Set task: Please select every line of the material below that contains the word "wooden", and copy each one. Case counts, so only matching capitalization qualifies.

Provided material:

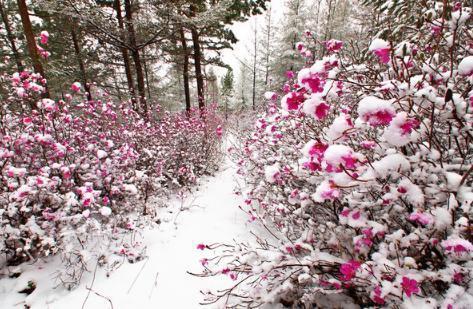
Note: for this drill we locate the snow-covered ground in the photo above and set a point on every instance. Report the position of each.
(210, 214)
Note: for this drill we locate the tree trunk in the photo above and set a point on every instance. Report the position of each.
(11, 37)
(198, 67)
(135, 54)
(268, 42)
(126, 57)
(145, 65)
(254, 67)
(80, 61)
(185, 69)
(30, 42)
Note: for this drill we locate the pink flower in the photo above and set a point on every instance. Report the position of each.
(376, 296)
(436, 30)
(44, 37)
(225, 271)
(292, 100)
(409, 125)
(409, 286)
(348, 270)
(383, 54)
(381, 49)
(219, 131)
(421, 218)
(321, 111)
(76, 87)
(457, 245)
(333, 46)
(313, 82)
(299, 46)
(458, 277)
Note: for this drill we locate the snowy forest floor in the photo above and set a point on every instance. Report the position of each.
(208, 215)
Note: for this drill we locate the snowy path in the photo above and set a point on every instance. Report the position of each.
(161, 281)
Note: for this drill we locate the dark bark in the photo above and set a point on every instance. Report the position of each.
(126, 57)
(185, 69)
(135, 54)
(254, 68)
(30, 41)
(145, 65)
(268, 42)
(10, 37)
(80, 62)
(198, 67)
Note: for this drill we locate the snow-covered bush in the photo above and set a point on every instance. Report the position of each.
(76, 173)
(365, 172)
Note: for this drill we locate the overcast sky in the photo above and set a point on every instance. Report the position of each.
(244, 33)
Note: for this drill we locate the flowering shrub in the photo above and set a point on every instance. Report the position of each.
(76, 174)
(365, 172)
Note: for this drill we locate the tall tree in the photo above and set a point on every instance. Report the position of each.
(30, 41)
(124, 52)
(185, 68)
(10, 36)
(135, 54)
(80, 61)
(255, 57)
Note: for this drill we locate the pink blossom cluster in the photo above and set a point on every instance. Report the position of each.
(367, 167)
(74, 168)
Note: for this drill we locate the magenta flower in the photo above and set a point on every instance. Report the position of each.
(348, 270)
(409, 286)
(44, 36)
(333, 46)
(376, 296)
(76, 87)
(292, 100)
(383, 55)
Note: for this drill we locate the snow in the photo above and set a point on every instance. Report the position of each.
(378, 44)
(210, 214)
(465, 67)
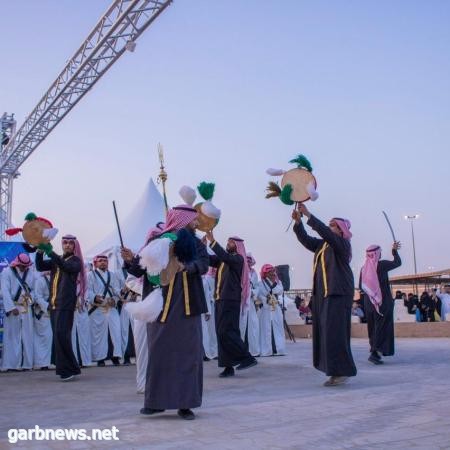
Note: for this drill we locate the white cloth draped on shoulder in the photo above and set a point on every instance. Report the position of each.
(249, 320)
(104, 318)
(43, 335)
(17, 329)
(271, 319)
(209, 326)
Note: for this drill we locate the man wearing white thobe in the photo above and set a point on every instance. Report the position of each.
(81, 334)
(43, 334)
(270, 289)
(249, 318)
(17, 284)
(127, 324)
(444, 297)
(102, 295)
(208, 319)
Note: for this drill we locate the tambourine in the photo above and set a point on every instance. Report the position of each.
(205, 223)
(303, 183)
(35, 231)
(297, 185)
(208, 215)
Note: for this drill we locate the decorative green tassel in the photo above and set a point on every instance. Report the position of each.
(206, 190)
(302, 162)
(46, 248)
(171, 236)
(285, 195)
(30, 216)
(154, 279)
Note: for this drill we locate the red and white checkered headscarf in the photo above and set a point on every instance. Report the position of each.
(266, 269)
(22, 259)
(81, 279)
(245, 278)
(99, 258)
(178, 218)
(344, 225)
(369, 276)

...

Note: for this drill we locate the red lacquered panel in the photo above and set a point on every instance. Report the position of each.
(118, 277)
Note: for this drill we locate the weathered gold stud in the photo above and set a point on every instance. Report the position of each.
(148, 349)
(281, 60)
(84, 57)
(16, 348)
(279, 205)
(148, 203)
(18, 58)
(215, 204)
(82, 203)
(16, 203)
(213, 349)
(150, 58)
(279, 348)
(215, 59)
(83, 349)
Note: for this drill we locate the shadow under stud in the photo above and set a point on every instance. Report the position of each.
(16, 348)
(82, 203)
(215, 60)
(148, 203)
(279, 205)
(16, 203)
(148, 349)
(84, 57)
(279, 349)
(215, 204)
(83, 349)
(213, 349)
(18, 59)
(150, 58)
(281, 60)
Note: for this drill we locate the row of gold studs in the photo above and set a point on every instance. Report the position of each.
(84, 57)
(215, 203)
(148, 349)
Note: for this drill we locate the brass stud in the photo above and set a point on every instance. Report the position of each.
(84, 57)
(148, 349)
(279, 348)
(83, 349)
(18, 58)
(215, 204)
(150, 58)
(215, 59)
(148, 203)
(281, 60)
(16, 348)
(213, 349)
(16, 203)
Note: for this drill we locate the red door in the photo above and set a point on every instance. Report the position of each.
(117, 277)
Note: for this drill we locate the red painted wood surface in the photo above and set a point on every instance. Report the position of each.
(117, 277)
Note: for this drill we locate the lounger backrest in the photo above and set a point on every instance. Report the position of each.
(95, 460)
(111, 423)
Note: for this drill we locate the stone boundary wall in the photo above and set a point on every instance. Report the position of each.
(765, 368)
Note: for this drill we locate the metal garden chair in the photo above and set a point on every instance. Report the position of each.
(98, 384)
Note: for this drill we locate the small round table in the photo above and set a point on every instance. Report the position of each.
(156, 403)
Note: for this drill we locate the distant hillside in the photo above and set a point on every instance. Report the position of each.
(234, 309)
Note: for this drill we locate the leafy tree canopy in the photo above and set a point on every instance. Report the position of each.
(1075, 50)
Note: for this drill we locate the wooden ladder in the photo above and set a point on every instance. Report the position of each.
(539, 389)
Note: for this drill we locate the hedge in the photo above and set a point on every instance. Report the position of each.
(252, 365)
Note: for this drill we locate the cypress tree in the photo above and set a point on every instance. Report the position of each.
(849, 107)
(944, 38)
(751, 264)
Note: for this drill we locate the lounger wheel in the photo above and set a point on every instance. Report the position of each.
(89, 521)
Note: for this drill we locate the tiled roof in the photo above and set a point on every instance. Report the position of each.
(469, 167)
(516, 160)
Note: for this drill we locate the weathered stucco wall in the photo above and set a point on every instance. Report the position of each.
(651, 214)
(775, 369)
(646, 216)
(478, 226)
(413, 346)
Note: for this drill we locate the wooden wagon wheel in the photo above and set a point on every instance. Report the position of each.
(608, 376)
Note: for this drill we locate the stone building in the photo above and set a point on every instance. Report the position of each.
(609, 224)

Correct response:
Note: for this drill we locate the wooden ladder in the photo above and set a point on every instance. Report the position of each.
Note: for this drill we locate the wooden wagon wheel in the photo above and set a point on every instance. Report the position of each.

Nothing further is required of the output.